▶ Text block
Citing the 2015 case, he ruled that coverage is triggered where there is a “distinct and demonstrable alteration” to property.
Judge Kissinger dismissed the claims against one of the insurers— AXIS Surplus Lines Insurance — because its policy contained a pollution exclusion that encompasses viruses. However, he upheld the coverage claims against the remaining seven insurers that are appealing: Starr Surplus Lines, certain underwriters at Lloyd’s, Everest Indemnity, Hallmark Specialty, Evanston Insurance, Scottsdale and Mitsui Sumitomo Co. of America.
Schleicher and Stebbins Hotels own 23 properties in Massachusetts, New Hampshire and New Jersey. The firm was forced to close its operations for periods during the pandemic due to government shutdown orders in these states. Even after the hotels were permitted to reopen, they were subject to restrictions such as bans on weddings and business functions and being allowed to accept in-state guests only.
The hotel firm argued that the policy language “loss or damage” and “direct physical loss of or damage to property” are ambiguous and must be interpreted in its favor. The firm also argued that the New Hampshire Supreme Court previously interpreted “physical loss” not to require structural damage but only a showing of a “distinct and demonstrable alteration of the insured property.” Its property contaminated with Covid-19 was both “distinct” from unaffected property and “demonstrably” so, the hotel chain added.

▶ Information shown

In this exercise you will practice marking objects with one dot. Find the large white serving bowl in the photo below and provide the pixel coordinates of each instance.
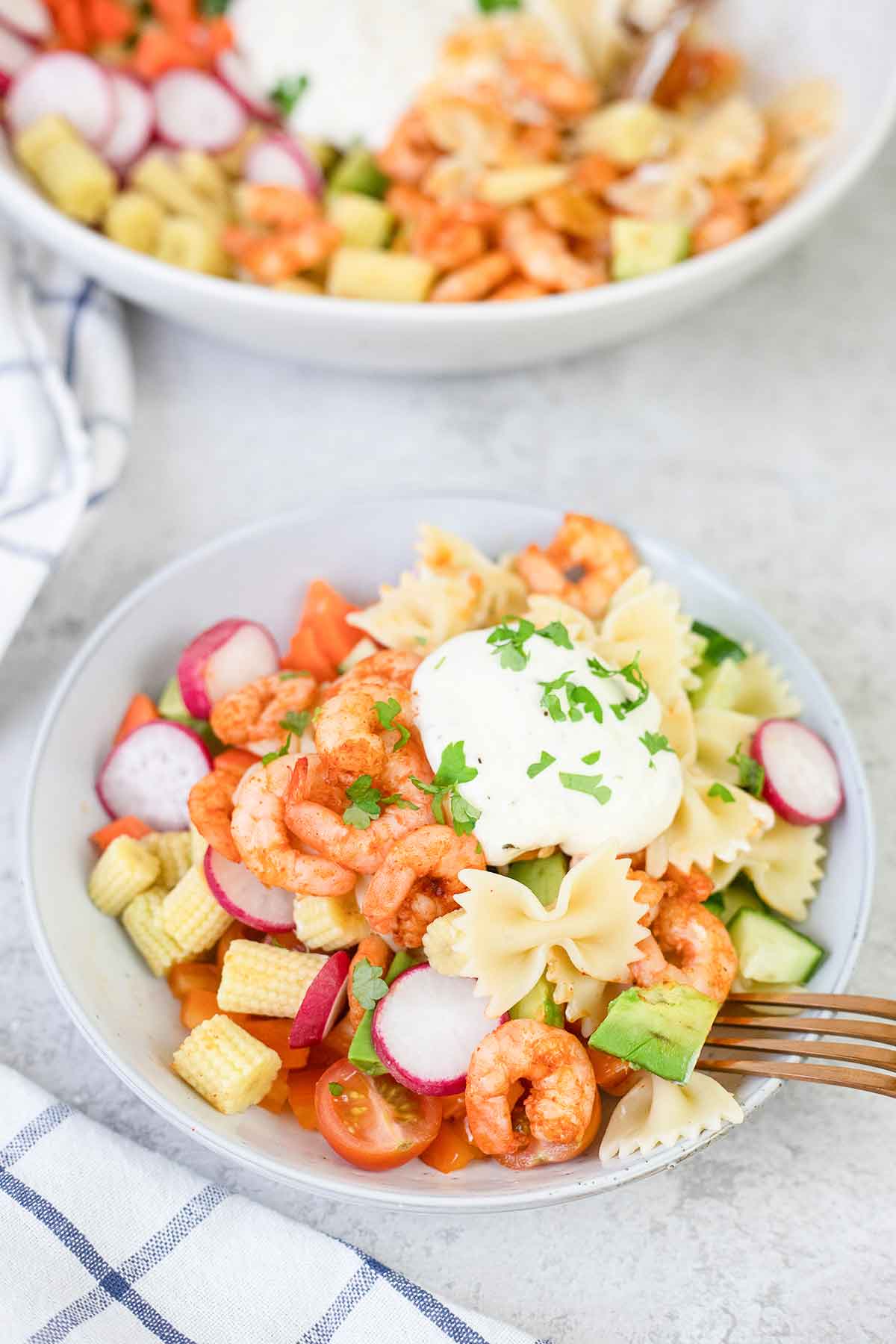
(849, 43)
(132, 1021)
...
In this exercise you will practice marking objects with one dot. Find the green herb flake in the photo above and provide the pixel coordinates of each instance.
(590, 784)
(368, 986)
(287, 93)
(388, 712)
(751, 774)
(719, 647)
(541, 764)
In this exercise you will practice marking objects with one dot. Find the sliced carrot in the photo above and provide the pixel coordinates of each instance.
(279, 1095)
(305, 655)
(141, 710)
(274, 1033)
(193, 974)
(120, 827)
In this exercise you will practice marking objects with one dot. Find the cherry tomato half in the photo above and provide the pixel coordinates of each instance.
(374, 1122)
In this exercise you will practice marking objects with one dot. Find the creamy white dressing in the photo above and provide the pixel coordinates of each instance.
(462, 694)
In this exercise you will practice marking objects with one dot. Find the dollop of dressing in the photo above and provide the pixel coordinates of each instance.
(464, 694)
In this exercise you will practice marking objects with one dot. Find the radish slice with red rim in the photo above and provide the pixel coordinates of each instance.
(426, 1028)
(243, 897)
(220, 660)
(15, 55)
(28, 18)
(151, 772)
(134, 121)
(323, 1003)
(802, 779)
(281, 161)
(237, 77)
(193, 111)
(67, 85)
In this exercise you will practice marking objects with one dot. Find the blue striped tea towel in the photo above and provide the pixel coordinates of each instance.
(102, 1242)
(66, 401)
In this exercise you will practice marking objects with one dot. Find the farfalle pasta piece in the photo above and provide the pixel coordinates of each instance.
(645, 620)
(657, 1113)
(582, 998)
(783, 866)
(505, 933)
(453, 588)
==
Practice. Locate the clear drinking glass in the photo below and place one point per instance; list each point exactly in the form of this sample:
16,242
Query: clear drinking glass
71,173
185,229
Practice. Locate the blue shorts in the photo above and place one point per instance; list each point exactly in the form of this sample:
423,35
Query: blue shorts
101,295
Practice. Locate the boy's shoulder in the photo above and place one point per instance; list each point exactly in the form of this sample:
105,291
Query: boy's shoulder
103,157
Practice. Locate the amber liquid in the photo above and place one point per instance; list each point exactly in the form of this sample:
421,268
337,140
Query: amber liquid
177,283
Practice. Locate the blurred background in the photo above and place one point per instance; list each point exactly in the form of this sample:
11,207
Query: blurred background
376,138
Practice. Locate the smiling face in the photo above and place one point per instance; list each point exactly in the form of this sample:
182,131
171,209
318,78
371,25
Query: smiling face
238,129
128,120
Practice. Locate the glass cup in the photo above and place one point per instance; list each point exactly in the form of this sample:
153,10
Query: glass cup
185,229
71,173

▶ What to work on
1 > Please extract the part of the hotel insurance passage from "Schleicher and Stebbins" up to and including "in-state guests only.".
2 > Translate this sentence from the hotel insurance passage into Spanish: "Schleicher and Stebbins Hotels own 23 properties in Massachusetts, New Hampshire and New Jersey."
3 > According to the hotel insurance passage, why did Judge Kissinger dismiss the claims against AXIS Surplus Lines Insurance?
The items are separate material, unrelated to the hotel insurance passage.

▶ Solutions for each task
1 >
Schleicher and Stebbins Hotels own 23 properties in Massachusetts, New Hampshire and New Jersey. The firm was forced to close its operations for periods during the pandemic due to government shutdown orders in these states. Even after the hotels were permitted to reopen, they were subject to restrictions such as bans on weddings and business functions and being allowed to accept in-state guests only.

2 > Schleicher and Stebbins Hotels poseen 23 propiedades en Massachusetts, Nuevo Hampshire y Nueva Jersey.

3 > Its policy contained a pollution exclusion that encompasses viruses.